▸ **Work to do**:
(a) Write out the container description below word for word, everything from "The flange 140 can provide" down to "other decorative shapes.".
(b) Check each statement against the container description below. Answer yes or no, and quote the words that decide it. (i) The shoulder 146 is substantially parallel to the bottom portion 120 of the base. (ii) The raised ring 150 extends from an exterior surface of the base. (iii) The notch 176 is located at the second rounded shoulder 171.

▸ **Document extract**:
* start *

The base includes a shoulder 146 which is disposed between the first nest lug 142 and the upper edge 134 of the sidewall 122. The shoulder 146 is substantially parallel to the bottom portion 120 of the base 102. The shoulder 146 can extend around the entire sidewall at the upper edge 134. The first nest lug 142 extends from the shoulder 146 at an oblique angle thereto. The first nest lug 142 merges into the first closure portion 110. The second nest lug 143 can extend outwardly from the first closure portion 110, extending between the first closure portion and the flange 140.
The flange 140 can provide a convenient gripping surface to facilitate the occlusion of the cover and the bottom and the removal of the cover from the bottom. The flange can further enhance the plate-like appearance of the bottom. The flange 140 can include a raised ring 150 extending from an interior surface 152 of the base 102, as also shown in FIGS. 7 and 9. The raised ring 150 adds rigidity to the flange 140. The raised ring 150 also provides a frictional gripping surface to reduce slippage when grasping the flange 140. In other embodiments, rigidifying and gripping structures can be provided to the surface of the flange 140 that are continuous or intermittent rib patterns, or other decorative shapes.
Referring to FIG. 12, the first closure portion 110 includes an inner wall 160, a retention bead 162, and an outer wall 164. The inner wall 160, the retention bead 162 and the outer wall 164 define a first sealing surface 166, which is part of the interior surface 152 of the base 102. The inner wall 160 extends from the first nest lug 142 and merges into the retention bead 162. The retention bead 162 can include a pair of rounded shoulders 170, 171 and a crown surface 174. The outer wall 164 joins the retention bead 162 and the second nest lug 143. The inner and outer walls 160, 164 converge toward each other from the retention bead 162 toward the first and the second nest lugs 142, 143, respectively, and in doing so provide inside and outside cut back portions.
One of the first and the second closure portions can include at least one notch that defines an air passageway between the base and the cover when the closure portions of the base and the cover undergo an occlusion sequence. In this embodiment, the first rounded shoulder 170 of the retention bead 162 includes a pair of notches 176 and 177, also shown in FIGS. 7 and 11. For ease of description, only one notch 176 will be described herein. It will be understood that the description of the one notch 176 is applicable to the other notch 177, as well. The notch 176 can define an air passageway during the occlusion of the first and second closure portions to permit venting of the container. The air passageway can permit the container to be vented during the occlusion of the closure portions for sealing the cover 104 to the base 102. The venting feature can be advantageous since it is desirable to expel air upon closing the container to prevent untoward bulging of the container by trapped air and to reduce the amount of air in the headspace of the container since this air may negatively affect the quality of the stored food contents. The air passageway can be sealed to prevent air from passing therethrough when the closure portions are fully occluded. A seal can be formed between the first and second closure portions such that the container is substantially leak resistant.
In this embodiment, as shown in FIG. 12, the notch 176 is located at the first shoulder 170 adjacent the top of the inner wall 160. The notch 176 is disposed between the inner walls 160 and the outer wall 164 of the closure portion 110. The notch 176 is in the form of a discrete, depression-like channel that extends over at least a portion of the total width of the first closure portion 110, measured from the inner wall 160 to the outer wall 164.

* end *

▸ **Dataset extract**:
* start *

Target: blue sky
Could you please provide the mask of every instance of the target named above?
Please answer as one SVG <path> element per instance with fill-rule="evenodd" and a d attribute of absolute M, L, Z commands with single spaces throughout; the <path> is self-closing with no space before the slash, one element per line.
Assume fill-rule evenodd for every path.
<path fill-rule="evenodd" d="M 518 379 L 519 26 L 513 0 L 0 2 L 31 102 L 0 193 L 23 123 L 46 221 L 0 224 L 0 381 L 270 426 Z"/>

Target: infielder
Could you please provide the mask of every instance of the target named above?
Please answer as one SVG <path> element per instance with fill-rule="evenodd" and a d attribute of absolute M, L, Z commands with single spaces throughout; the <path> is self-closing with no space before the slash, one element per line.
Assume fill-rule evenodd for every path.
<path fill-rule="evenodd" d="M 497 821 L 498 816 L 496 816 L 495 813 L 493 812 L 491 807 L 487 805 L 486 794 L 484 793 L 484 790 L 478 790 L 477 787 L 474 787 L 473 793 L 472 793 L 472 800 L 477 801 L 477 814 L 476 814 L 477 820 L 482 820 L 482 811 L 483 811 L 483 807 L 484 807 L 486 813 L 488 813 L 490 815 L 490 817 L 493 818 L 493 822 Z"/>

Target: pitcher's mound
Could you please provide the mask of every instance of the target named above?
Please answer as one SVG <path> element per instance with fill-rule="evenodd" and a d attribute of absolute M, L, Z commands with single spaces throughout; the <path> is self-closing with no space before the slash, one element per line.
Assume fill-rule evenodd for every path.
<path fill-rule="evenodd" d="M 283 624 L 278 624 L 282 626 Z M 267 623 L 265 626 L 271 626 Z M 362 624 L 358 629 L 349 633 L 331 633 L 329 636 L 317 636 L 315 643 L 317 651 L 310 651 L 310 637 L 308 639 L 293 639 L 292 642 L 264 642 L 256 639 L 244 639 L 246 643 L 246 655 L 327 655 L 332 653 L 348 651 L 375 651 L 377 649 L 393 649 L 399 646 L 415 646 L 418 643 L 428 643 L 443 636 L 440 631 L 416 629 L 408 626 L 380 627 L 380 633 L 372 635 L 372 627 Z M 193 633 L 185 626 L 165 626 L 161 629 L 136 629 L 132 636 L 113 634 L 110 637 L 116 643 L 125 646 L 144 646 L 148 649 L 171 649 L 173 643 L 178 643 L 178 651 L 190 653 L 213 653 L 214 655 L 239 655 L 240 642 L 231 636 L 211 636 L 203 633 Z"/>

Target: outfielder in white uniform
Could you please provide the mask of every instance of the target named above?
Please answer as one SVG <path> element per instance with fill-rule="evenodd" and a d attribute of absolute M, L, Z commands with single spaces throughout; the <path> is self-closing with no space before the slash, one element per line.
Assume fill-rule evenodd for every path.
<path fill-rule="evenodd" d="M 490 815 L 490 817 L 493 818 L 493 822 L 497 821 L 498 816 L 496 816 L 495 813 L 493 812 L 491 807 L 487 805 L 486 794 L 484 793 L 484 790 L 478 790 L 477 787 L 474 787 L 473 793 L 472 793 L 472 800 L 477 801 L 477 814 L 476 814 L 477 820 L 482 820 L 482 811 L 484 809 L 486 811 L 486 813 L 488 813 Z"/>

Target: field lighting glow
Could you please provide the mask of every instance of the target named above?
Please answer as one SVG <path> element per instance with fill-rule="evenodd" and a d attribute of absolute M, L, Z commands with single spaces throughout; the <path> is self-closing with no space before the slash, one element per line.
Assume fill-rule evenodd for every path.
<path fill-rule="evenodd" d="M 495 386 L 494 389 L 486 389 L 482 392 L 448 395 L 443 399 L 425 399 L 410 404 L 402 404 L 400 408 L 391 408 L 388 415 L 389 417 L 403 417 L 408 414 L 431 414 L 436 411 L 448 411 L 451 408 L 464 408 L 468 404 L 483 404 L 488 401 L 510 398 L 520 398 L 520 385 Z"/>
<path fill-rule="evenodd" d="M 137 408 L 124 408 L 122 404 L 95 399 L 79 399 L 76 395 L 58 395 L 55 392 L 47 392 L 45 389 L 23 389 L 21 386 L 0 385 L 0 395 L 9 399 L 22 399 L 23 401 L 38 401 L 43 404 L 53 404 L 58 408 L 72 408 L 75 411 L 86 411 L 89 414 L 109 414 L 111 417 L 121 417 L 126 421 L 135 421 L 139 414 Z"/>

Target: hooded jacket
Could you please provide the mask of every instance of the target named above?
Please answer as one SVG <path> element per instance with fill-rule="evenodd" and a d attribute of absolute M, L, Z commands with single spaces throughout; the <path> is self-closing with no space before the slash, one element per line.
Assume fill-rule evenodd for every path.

* end *

▸ **Solutions**:
(a)
The flange 140 can provide a convenient gripping surface to facilitate the occlusion of the cover and the bottom and the removal of the cover from the bottom. The flange can further enhance the plate-like appearance of the bottom. The flange 140 can include a raised ring 150 extending from an interior surface 152 of the base 102, as also shown in FIGS. 7 and 9. The raised ring 150 adds rigidity to the flange 140. The raised ring 150 also provides a frictional gripping surface to reduce slippage when grasping the flange 140. In other embodiments, rigidifying and gripping structures can be provided to the surface of the flange 140 that are continuous or intermittent rib patterns, or other decorative shapes.

(b)
(i) Yes: "The shoulder 146 is substantially parallel to the bottom portion 120 of the base 102."
(ii) No: "The flange 140 can include a raised ring 150 extending from an interior surface 152 of the base 102"
(iii) No: "the notch 176 is located at the first shoulder 170 adjacent the top of the inner wall 160"